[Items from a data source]

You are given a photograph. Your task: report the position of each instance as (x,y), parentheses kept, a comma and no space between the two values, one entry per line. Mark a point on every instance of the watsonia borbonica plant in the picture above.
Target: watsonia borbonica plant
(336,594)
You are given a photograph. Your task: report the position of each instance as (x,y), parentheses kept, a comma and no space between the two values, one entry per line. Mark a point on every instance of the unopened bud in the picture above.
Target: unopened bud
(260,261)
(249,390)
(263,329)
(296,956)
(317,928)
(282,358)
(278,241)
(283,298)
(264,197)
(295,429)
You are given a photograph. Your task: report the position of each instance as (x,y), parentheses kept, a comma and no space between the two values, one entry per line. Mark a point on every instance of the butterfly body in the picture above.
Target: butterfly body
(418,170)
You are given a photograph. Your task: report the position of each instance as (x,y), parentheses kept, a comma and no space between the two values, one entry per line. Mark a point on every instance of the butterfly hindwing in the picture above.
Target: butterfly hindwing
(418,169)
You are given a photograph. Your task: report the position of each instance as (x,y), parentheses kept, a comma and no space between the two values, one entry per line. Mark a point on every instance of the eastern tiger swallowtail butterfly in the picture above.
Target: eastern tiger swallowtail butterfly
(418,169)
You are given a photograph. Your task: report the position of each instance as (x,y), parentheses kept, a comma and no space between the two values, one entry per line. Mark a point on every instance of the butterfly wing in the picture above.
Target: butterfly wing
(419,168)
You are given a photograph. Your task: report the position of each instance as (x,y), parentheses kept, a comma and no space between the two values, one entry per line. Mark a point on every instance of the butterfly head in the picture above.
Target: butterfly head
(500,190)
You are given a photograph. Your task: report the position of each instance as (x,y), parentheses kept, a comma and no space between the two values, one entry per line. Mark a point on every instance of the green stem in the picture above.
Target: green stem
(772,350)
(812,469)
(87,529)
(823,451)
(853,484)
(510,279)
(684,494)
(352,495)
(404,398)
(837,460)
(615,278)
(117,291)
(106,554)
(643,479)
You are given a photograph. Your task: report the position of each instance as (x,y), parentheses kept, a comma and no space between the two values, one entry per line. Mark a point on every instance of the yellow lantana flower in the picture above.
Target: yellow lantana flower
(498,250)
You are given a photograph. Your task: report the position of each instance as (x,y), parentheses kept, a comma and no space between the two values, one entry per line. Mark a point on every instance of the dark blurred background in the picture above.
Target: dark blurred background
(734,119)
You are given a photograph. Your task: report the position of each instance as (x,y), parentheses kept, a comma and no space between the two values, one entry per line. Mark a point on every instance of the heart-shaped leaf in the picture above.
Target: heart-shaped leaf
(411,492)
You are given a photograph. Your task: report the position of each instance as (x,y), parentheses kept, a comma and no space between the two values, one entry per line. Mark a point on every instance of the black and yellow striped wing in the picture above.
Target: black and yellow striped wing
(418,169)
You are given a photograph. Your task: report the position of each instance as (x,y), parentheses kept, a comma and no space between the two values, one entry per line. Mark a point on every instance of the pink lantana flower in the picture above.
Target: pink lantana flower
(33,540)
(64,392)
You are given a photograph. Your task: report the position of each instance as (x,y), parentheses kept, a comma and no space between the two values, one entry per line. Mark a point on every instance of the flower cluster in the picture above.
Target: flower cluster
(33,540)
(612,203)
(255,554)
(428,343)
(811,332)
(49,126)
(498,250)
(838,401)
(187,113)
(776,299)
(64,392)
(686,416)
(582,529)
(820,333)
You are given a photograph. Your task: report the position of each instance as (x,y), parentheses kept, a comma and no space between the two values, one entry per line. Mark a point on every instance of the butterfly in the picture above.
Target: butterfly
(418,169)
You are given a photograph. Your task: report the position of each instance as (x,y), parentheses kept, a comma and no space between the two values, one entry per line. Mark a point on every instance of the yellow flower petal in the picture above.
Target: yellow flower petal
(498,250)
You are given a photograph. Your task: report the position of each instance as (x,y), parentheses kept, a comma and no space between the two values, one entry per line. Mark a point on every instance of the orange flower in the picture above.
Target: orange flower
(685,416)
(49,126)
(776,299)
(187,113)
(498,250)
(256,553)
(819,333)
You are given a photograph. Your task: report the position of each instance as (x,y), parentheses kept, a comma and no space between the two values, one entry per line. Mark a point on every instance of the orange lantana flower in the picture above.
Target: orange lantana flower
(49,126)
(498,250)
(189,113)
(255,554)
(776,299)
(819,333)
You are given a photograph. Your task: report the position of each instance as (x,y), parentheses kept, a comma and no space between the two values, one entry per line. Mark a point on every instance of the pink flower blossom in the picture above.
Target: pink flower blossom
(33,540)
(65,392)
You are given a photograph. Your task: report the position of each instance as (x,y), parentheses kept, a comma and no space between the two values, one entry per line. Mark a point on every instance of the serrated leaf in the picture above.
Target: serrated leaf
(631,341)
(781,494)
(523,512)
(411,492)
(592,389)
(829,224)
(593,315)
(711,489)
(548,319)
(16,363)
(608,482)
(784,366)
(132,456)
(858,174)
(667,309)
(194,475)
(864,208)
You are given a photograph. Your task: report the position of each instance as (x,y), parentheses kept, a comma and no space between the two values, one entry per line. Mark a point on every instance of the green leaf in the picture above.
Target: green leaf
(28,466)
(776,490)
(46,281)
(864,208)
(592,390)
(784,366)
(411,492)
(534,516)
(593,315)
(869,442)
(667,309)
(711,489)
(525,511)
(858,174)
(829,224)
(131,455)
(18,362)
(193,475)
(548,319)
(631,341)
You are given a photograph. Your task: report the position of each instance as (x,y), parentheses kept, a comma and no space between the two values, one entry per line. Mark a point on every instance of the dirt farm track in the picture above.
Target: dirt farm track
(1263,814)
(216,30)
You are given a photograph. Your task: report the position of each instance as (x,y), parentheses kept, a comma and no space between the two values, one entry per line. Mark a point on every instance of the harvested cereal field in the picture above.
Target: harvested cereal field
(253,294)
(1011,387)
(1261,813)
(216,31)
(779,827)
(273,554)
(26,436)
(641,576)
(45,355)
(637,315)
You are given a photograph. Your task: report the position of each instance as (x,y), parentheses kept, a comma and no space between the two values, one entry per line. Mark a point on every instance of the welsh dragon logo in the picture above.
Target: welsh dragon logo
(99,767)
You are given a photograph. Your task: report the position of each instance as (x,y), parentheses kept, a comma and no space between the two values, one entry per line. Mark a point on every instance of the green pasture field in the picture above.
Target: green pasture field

§ To do
Would you give the material above again, complete and exact?

§ Full output
You are given a photograph. Your task: report the position of each instance as (x,y), parentheses kept, a comma and no space between the two values, one entry per line. Mark a point on every instance of the watsonia borbonica plant in the picture above.
Target: watsonia borbonica plant
(336,594)
You are given a photograph. Your task: report the position of each instance as (x,y), parentheses kept, a comma and no space between the two values, one entry per line. Mark a point on every instance of the unopened bud in the picture above.
Target: unopened bud
(260,261)
(249,390)
(263,329)
(296,956)
(317,928)
(282,358)
(278,241)
(283,298)
(264,197)
(295,429)
You are given a photograph. Your task: report the position of each instance as (x,y), parentheses kept, a comma and no space between the two values, one entry per line. Mark a point on every instance of the butterfly body in the picture above.
Target: butterfly body
(418,170)
You are given a photograph. Your task: report the position of each instance as (x,y), parentheses kept, a comma and no space between the two values, one entry per line. Mark a point on every instance of the butterfly hindwing in the picture above.
Target: butterfly hindwing
(418,169)
You are given a photograph. Your task: report the position of each instance as (x,y), parentheses kept, a comma and no space between the two values, one entry per line. Mark a point on every instance of the eastern tiger swallowtail butterfly in the picture above.
Target: eastern tiger swallowtail butterfly
(418,169)
You are given a photograph. Your task: report the position of each instance as (x,y), parentheses kept, a comma and no space between the two values, one entry per line. Mark a point on every instance of the butterfly wing in the picture above.
Target: butterfly wing
(419,168)
You are given a photograph. Your task: report the position of each instance as (x,y), parentheses kept, a comma and no space between the two values, one entry per line. Mark a point on every instance of the butterfly head in the picture above.
Target: butterfly head
(500,190)
You are given a photograph. Your task: report the position of each instance as (x,y), parentheses kept, a comma and no space between the two values, one entry per line. Mark a point on every instance of the green stem in the picture above.
Target: green stem
(772,350)
(812,469)
(87,529)
(823,451)
(853,484)
(510,279)
(684,494)
(352,495)
(404,398)
(837,460)
(615,278)
(117,291)
(106,554)
(643,479)
You are given a photograph. Your task: report the position of each instance as (x,y), parentheses kept, a comma and no space between the two values, one entry per line. Mark a point on every instance of the yellow lantana flower in the picture above.
Target: yellow lantana flower
(498,250)
You are given a photograph. Your task: report the position of each instance as (x,y), parentheses kept, a comma and no space between the two values, one entry per line. Mark a point on every instance of the dark blurred background in the picture above.
Target: dark blurred background
(734,119)
You are given a photograph. Your task: report the position of each instance as (x,y), parentheses kept, a comma and no space between the two values, one entry per line. Mark a point on every instance of the heart-shaped leaf in the picture above.
Target: heart-shaped leaf
(411,492)
You are given a photograph. Your task: report the position of each instance as (x,y), parentheses kept, a comma and no space between the two values, one entry per line. Mark a point on every instance of the black and yellow striped wing in the picture above.
Target: black and yellow striped wing
(418,169)
You are given a photograph. Your task: report the position of each instance as (x,y), parentheses kept, a comma and no space between the two values, one entry per line. Mark a point on every instance of the pink lantana flower in the picture above.
Target: pink lantana flower
(33,540)
(64,392)
You are given a photograph. Your task: report the position of each instance as (x,y), parentheses kept, a comma and no space between the two values, one entry per line. Mark a point on every instance of the flower cluster in the picture above.
Target: flower cluster
(33,540)
(612,203)
(255,554)
(428,343)
(811,332)
(49,126)
(498,250)
(838,401)
(187,113)
(776,299)
(64,392)
(686,416)
(582,529)
(820,333)
You are given a photograph. Your task: report the position of each instance as (x,y), parentheses kept, a comma and no space between the two values, one entry per line. Mark a point on every instance of the butterfly in the picture above.
Target: butterfly
(418,169)
You are given a photograph. Your task: report the position of each instance as (x,y), parentheses kept, a comma and no space between the two values, one entry per line. Mark a point on every instance of the yellow flower petal in the picture above.
Target: yellow flower petal
(498,250)
You are given a photograph. Your task: report the position of each instance as (x,y), parentheses kept, a comma and no space between the two values, one entry per line. Mark a point on every instance of the orange flower in the picture above.
Target: orange flower
(685,416)
(49,126)
(776,299)
(187,113)
(498,250)
(256,553)
(819,333)
You are given a photograph. Your task: report the position of each instance as (x,y), parentheses kept, a comma and no space between the two values, one entry per line. Mark a point on every instance of the orange lantana flower in the picture above.
Target: orange lantana flower
(49,126)
(498,250)
(189,113)
(255,554)
(776,299)
(819,333)
You are given a photograph. Your task: report the position of each instance as (x,y), parentheses kept, a comma and no space between the two values, one entry per line. Mark a point on every instance of the pink flower blossom in the picture above.
Target: pink flower blossom
(33,540)
(65,392)
You are given a photograph. Your task: report the position of each instance as (x,y), parentheses kept, a comma and no space between the two values, one entry per line. Mark a point on every instance of the serrated leaf in the picture above.
Target: serrated leaf
(631,341)
(781,494)
(523,512)
(411,492)
(592,389)
(829,224)
(593,315)
(711,489)
(548,319)
(16,363)
(608,482)
(784,366)
(132,456)
(858,174)
(667,309)
(194,475)
(864,208)
You are given a photograph. Your task: report the position of each instance as (x,y), parentheses kept, a comma and no space between the two values, one entry per line. Mark a point on every instance of the green leaf in the picture above.
Target: green leaf
(28,466)
(776,490)
(46,281)
(864,208)
(592,390)
(784,366)
(411,492)
(534,516)
(593,315)
(869,442)
(667,309)
(711,489)
(525,511)
(858,174)
(829,224)
(131,455)
(18,362)
(193,475)
(548,319)
(631,341)
You are given a photograph. Your task: report the position of each instance as (x,y), parentheses kept, a comma and no space between the two values, one entry per line. Mark a point on every instance of the dirt farm track in the picture above.
Target: dirt farm track
(1263,814)
(216,30)
You are given a photograph. Your task: report the position of each instance as (x,y), parentheses kept, a comma and no space between the two values, one entry per line. Mark a point on every instance of the harvested cereal field in the picture above.
Target: harvested cereal field
(253,294)
(1011,387)
(1261,813)
(216,31)
(779,827)
(273,554)
(26,436)
(641,576)
(45,355)
(637,315)
You are given a photograph. Your task: report the position of each instance as (x,y), parentheses kept, a comma and no space between the two values, one entry per line. Mark a point on every instance of the welsh dragon logo in the picture above.
Target: welsh dragon logo
(99,767)
You are given a photograph. Your task: report the position of each instance as (x,y), parentheses kept, a comma and no space between the two values, one entry per line. Mark a point on every instance of the green pasture field in the picture above.
Target: green pasture field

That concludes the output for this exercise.